[Named-object pointing items]
_ _ _ _ _ _ _

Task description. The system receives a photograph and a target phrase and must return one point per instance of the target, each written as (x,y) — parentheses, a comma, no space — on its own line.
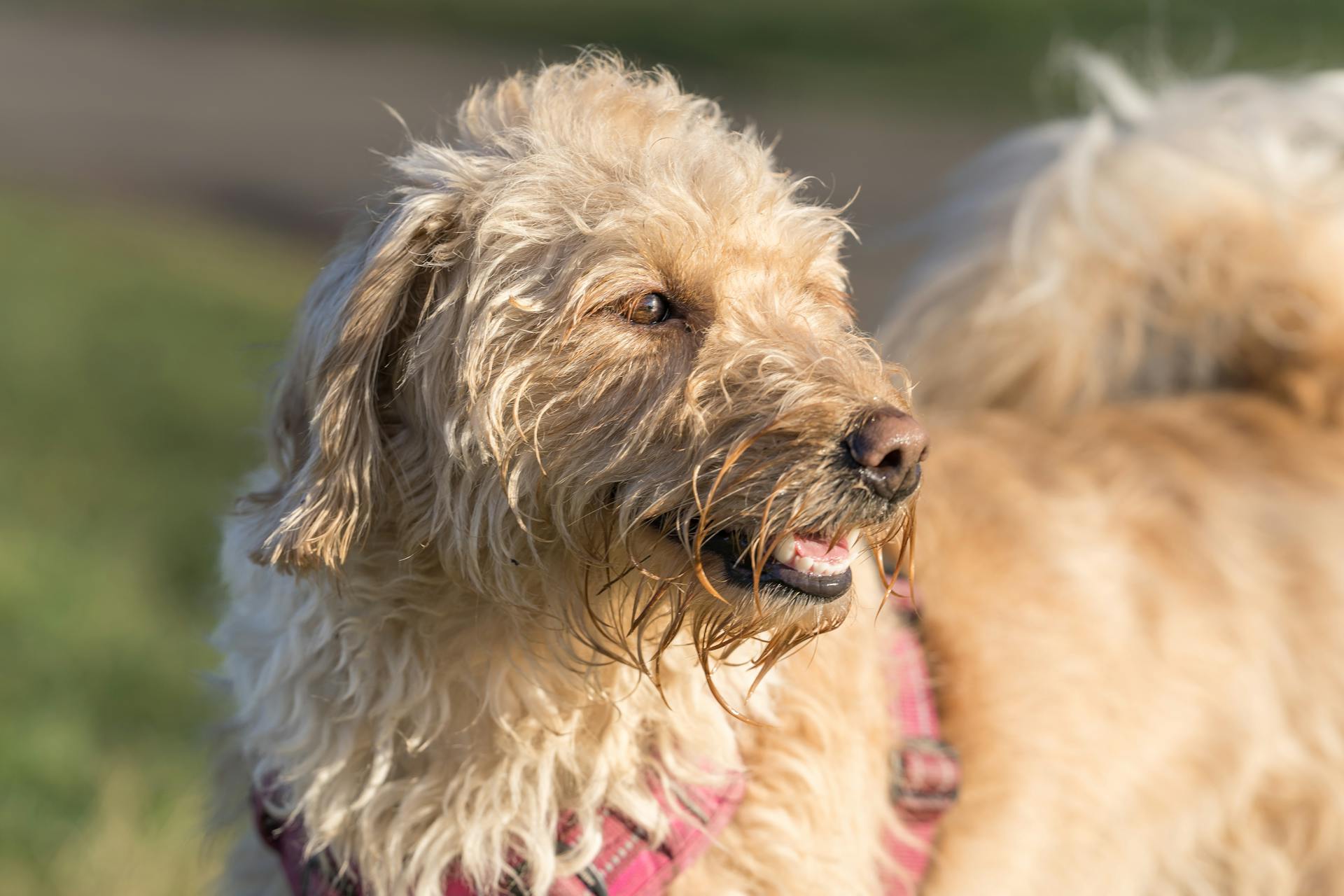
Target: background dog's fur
(1128,332)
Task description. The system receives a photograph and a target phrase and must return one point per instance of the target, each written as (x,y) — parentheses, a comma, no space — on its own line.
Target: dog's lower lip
(809,584)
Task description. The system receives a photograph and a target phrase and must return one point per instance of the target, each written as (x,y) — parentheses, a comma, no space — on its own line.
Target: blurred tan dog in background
(1128,337)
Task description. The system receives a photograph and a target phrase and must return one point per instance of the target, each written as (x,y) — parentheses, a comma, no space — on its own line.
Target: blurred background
(171,174)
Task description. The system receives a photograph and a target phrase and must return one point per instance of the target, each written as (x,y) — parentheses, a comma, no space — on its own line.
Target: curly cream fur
(470,592)
(1128,331)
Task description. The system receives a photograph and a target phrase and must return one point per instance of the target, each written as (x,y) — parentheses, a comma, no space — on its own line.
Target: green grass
(134,352)
(946,54)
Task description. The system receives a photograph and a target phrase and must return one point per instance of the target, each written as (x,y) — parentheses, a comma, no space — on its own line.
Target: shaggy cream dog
(562,435)
(571,450)
(1128,335)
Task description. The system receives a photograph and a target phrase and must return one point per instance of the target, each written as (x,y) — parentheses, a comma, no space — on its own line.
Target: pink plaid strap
(925,774)
(924,783)
(629,864)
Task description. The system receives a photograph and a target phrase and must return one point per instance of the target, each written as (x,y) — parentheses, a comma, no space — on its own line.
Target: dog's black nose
(888,449)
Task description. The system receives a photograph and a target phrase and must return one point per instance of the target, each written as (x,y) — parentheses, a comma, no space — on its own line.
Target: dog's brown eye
(651,308)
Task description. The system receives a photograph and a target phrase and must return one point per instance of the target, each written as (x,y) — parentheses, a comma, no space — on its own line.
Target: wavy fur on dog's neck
(414,734)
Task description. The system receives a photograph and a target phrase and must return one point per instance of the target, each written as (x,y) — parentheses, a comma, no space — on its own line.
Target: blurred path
(276,130)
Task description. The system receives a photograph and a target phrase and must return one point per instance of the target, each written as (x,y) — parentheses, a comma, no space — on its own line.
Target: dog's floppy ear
(330,426)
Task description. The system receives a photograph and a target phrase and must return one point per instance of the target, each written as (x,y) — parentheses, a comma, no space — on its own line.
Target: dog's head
(597,363)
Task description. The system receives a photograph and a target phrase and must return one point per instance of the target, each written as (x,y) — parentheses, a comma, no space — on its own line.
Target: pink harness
(924,783)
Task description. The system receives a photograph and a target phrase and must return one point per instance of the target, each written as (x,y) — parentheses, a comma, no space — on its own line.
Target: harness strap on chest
(924,785)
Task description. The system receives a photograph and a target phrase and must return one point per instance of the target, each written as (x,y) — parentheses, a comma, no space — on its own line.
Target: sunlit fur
(470,592)
(1128,330)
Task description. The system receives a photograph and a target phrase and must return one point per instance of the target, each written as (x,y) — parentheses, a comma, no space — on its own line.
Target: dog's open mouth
(808,566)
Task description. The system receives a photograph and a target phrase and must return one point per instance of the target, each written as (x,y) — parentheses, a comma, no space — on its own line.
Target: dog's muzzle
(888,449)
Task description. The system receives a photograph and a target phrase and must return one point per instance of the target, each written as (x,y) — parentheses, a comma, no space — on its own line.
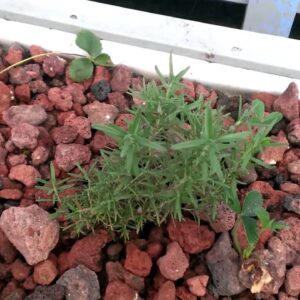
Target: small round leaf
(89,42)
(102,60)
(81,69)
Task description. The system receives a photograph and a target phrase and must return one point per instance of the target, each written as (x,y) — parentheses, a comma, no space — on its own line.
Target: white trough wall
(144,60)
(249,50)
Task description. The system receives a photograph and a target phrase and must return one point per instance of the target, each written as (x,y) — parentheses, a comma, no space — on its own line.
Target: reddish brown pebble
(44,272)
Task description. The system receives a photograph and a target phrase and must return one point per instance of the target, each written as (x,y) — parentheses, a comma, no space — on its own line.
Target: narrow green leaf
(81,69)
(102,60)
(233,137)
(189,144)
(153,145)
(251,229)
(259,108)
(89,42)
(112,130)
(252,201)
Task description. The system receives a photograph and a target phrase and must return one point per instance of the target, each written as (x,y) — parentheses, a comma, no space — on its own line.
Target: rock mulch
(46,117)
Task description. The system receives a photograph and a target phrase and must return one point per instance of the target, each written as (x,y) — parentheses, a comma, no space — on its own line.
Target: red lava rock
(36,50)
(82,126)
(67,155)
(287,102)
(274,154)
(19,270)
(293,132)
(61,98)
(63,262)
(31,231)
(294,167)
(223,259)
(22,93)
(64,134)
(44,102)
(28,175)
(101,73)
(166,291)
(101,113)
(87,251)
(18,75)
(16,159)
(118,100)
(3,155)
(117,290)
(24,74)
(78,109)
(38,86)
(190,236)
(197,285)
(188,90)
(290,237)
(44,272)
(292,281)
(6,97)
(24,136)
(123,120)
(76,91)
(137,83)
(31,114)
(14,54)
(54,65)
(115,271)
(7,251)
(138,262)
(101,141)
(40,155)
(11,194)
(183,294)
(113,250)
(154,249)
(85,84)
(174,263)
(121,79)
(29,284)
(225,219)
(291,188)
(266,98)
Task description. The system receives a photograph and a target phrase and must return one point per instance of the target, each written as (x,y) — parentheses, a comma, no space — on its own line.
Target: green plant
(252,212)
(175,158)
(82,68)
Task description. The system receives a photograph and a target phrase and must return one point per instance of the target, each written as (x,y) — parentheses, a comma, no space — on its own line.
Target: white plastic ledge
(143,60)
(249,50)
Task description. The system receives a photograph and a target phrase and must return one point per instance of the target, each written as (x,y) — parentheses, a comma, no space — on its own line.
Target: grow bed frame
(228,59)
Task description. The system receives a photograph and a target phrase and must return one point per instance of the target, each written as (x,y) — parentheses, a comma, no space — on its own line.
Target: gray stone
(81,284)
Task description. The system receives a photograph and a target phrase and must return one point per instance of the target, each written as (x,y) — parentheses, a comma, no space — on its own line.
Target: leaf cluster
(252,212)
(82,68)
(175,158)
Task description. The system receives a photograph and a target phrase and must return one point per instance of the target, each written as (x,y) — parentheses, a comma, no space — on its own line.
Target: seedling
(252,212)
(176,158)
(82,68)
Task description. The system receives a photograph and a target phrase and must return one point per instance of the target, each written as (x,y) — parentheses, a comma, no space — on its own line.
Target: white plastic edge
(143,60)
(217,44)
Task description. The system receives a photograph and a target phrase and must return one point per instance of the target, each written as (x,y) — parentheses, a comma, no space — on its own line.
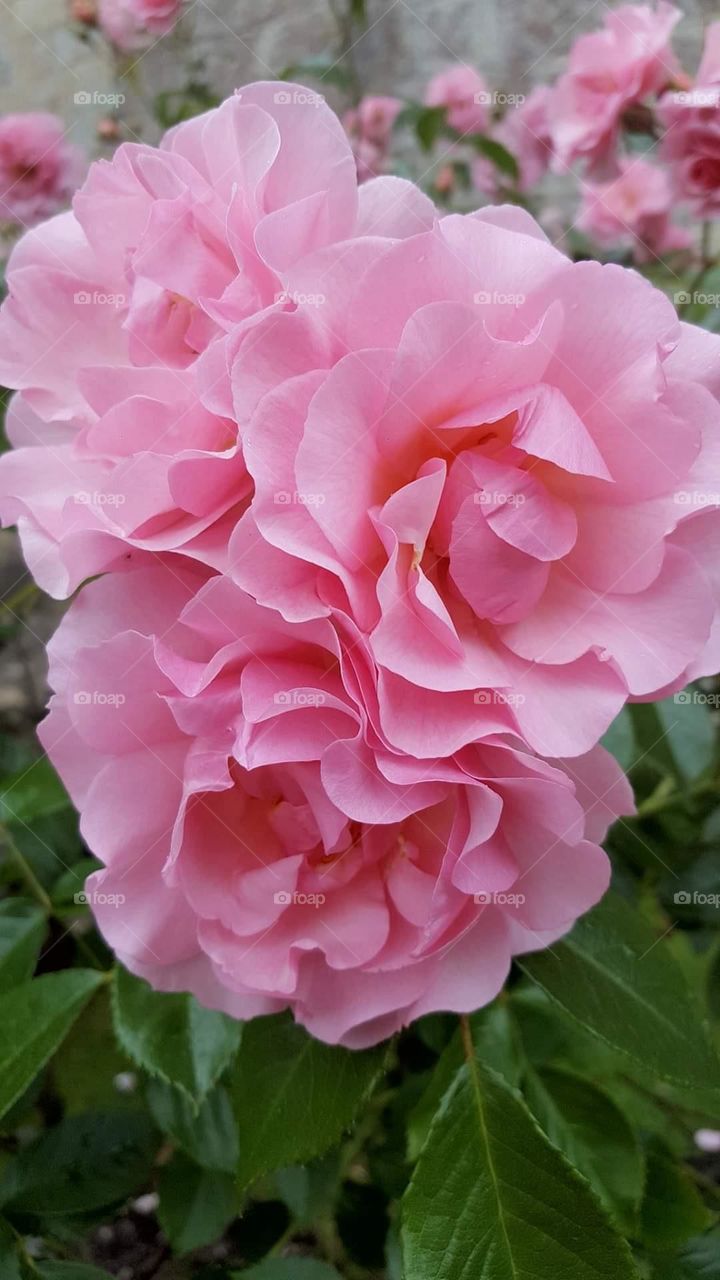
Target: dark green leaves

_ _ _ _ _ _ _

Written problem
Please count how many lines of the items above contain the word "strap" and give only that number.

Answer below
2